Supplied material:
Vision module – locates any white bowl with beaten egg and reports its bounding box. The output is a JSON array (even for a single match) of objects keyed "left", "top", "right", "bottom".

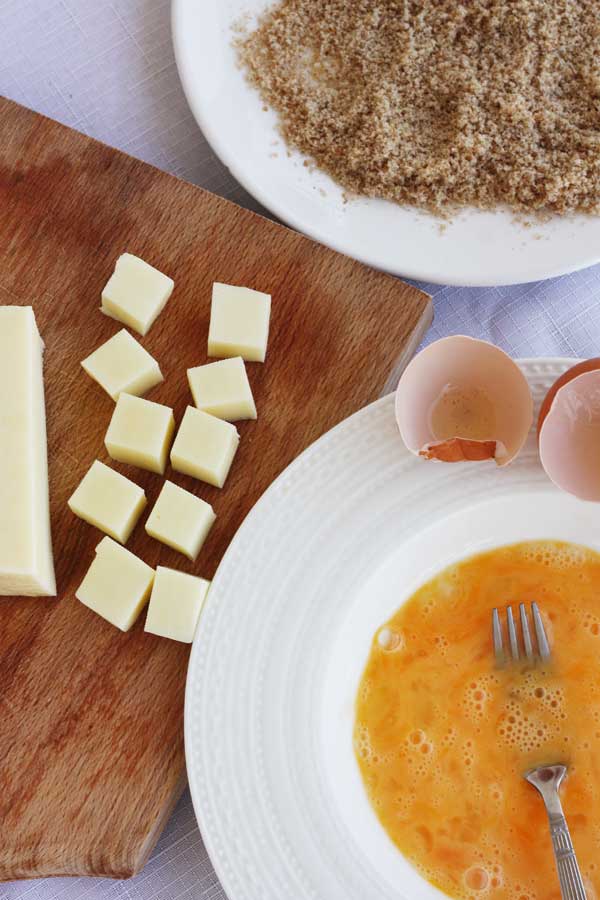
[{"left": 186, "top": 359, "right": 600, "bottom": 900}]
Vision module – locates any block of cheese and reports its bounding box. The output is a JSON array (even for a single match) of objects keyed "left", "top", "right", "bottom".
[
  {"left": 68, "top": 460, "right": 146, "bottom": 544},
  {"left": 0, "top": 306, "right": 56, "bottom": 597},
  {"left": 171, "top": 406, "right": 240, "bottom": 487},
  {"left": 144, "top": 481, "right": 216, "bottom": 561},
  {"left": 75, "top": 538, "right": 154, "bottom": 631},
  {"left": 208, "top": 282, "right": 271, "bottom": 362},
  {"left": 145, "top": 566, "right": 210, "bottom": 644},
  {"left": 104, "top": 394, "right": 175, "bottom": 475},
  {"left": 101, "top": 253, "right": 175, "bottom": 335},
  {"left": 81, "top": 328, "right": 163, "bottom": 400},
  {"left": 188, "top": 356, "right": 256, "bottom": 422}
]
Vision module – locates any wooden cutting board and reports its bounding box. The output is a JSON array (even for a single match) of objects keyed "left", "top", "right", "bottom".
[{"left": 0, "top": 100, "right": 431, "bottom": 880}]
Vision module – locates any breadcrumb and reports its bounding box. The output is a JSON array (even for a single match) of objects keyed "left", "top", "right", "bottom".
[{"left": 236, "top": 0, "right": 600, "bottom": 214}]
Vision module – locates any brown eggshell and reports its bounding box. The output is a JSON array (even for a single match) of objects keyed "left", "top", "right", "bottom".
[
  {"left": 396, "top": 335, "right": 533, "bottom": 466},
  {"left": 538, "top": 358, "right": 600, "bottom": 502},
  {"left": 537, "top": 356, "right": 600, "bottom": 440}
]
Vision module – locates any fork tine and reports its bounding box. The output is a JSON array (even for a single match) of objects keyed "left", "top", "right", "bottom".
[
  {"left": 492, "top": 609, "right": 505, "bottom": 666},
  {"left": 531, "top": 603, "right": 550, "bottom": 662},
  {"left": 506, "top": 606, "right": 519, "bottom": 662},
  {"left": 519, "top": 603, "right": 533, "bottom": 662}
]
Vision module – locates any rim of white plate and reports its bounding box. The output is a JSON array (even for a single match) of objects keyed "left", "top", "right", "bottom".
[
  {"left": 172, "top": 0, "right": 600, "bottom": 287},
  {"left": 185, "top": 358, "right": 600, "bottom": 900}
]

==

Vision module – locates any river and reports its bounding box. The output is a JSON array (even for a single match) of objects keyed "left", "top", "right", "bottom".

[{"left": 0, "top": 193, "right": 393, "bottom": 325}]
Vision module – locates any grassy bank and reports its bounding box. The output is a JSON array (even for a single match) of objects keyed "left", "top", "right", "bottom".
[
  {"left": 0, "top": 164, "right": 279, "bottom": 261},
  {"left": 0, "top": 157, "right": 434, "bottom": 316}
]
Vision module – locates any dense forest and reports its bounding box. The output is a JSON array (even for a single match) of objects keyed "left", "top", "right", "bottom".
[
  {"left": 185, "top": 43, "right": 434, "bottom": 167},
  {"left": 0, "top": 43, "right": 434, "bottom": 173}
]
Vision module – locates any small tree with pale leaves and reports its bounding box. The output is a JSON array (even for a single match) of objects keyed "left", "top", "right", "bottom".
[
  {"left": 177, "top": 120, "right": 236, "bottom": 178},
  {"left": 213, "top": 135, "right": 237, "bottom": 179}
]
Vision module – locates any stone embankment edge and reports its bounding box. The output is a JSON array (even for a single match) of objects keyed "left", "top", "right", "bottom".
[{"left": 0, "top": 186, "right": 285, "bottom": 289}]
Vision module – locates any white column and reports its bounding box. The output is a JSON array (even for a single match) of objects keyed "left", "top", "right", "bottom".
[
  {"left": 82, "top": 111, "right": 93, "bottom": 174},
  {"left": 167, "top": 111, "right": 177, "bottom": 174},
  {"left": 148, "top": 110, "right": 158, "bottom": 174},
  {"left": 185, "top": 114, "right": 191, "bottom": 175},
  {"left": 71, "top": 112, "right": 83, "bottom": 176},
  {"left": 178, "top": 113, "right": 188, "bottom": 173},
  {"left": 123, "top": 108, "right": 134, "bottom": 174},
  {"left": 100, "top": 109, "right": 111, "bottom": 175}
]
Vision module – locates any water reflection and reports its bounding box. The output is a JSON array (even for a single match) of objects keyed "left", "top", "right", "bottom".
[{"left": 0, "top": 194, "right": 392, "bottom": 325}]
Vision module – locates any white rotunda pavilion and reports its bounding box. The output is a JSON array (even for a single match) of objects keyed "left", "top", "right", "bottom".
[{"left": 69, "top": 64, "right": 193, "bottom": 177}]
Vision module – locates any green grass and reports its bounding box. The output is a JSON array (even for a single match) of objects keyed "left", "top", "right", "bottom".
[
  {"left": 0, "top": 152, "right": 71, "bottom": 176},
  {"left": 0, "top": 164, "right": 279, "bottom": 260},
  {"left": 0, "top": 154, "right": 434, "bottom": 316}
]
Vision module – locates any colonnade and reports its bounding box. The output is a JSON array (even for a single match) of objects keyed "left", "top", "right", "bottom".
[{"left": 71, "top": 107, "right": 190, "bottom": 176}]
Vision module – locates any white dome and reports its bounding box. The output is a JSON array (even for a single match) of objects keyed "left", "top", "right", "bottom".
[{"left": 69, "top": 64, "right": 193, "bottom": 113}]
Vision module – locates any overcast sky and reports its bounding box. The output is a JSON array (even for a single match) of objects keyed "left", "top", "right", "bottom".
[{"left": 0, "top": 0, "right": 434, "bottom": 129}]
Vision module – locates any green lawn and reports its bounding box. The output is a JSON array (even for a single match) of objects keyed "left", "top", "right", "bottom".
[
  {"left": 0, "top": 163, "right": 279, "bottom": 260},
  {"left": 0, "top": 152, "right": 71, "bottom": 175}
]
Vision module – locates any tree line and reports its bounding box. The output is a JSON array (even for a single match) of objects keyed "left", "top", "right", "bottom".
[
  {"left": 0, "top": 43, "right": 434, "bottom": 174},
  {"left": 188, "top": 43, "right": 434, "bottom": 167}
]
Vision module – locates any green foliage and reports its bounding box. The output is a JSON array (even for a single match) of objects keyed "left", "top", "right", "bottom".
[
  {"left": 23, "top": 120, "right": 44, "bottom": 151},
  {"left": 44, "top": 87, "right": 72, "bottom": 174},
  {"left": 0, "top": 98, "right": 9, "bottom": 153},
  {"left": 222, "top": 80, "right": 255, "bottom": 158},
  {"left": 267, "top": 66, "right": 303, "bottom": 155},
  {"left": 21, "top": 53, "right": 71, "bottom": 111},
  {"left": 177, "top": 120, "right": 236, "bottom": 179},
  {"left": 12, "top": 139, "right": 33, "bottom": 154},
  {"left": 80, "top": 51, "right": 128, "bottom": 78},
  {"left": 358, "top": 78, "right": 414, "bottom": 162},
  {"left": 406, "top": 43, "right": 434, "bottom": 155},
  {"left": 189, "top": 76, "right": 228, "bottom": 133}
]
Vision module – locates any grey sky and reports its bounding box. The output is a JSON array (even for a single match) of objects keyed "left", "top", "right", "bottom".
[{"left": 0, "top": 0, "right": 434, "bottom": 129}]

...

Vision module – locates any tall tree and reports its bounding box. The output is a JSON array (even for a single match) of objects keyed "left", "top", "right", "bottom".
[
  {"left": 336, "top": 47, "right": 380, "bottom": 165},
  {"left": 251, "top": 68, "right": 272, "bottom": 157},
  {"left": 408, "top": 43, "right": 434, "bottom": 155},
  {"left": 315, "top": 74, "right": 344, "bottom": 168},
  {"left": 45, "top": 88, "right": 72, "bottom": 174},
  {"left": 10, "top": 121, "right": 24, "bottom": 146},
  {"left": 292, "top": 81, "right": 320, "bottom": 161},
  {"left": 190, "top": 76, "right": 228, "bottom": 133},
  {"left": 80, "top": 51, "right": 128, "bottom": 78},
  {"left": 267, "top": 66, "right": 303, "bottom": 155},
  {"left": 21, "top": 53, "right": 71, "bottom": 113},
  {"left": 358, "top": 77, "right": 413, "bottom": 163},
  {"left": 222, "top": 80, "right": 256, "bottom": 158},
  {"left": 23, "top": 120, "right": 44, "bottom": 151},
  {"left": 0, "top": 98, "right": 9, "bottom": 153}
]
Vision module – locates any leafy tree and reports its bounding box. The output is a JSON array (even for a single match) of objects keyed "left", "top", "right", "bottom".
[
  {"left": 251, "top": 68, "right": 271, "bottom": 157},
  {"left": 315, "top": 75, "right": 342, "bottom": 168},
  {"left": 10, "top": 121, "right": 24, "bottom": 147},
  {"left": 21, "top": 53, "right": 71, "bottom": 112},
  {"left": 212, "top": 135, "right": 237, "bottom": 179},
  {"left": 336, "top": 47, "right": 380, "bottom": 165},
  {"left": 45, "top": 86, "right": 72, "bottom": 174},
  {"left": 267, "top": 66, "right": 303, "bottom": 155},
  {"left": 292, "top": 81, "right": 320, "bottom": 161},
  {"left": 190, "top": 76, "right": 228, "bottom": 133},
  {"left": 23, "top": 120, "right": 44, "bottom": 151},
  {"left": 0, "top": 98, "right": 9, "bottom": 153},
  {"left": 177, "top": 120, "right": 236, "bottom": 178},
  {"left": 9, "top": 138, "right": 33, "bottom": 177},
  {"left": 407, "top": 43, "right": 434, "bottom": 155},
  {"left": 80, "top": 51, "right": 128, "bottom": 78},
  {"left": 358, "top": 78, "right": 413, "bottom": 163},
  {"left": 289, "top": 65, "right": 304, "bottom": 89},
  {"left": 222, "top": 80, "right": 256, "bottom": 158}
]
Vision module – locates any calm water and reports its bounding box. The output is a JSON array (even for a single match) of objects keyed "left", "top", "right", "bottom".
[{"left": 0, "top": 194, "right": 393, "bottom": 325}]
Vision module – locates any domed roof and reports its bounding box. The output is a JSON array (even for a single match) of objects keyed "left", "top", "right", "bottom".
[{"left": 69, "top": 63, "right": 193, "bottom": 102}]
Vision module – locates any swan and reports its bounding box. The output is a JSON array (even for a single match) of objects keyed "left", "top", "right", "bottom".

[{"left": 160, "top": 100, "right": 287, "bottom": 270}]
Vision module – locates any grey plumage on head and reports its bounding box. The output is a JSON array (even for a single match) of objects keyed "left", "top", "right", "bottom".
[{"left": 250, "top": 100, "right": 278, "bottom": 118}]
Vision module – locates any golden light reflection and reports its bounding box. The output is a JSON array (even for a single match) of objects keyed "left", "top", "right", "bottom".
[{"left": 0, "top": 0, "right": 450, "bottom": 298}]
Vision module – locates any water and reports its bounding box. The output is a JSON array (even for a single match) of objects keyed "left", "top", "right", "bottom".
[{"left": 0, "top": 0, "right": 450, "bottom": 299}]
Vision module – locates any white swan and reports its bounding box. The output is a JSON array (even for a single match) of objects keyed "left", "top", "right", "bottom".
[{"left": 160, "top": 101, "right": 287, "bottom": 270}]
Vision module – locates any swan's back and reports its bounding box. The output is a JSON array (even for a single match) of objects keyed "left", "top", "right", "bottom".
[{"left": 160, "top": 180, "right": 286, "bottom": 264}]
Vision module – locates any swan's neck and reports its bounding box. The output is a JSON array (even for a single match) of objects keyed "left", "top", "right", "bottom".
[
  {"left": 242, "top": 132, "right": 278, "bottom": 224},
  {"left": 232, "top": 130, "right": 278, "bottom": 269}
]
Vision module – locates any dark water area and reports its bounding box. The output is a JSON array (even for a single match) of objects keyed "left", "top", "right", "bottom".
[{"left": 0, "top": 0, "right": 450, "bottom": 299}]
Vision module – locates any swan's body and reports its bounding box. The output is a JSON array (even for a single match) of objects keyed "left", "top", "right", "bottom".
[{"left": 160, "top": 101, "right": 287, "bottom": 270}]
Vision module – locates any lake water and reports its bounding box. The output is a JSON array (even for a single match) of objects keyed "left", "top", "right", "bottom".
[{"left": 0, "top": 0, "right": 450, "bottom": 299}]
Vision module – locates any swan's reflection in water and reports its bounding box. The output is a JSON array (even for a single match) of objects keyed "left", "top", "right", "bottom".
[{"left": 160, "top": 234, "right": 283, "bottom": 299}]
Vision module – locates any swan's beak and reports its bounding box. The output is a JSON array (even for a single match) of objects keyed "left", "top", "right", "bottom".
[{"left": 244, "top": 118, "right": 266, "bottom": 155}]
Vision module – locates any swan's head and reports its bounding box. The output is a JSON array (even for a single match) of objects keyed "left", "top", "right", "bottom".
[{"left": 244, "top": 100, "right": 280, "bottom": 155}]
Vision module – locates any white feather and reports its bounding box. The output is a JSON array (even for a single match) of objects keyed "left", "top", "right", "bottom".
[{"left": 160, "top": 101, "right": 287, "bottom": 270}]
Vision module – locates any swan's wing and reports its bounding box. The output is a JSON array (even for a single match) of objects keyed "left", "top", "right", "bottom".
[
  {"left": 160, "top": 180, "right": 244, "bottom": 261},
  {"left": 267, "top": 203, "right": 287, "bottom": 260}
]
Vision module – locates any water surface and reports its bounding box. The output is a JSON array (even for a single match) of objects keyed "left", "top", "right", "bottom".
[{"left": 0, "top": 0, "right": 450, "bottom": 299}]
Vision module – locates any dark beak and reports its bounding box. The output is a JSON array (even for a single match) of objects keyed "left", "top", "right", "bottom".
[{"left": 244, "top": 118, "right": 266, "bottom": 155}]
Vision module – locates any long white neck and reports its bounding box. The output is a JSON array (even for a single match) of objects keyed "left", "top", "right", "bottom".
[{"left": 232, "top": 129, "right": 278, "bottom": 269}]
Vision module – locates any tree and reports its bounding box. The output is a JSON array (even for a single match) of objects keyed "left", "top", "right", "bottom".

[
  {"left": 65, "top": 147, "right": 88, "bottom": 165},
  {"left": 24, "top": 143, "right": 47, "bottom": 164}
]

To do:
How many lines in the data above contain the string "grey", counting only matches with the same capitalization? Reply with the number alone.

Task response:
2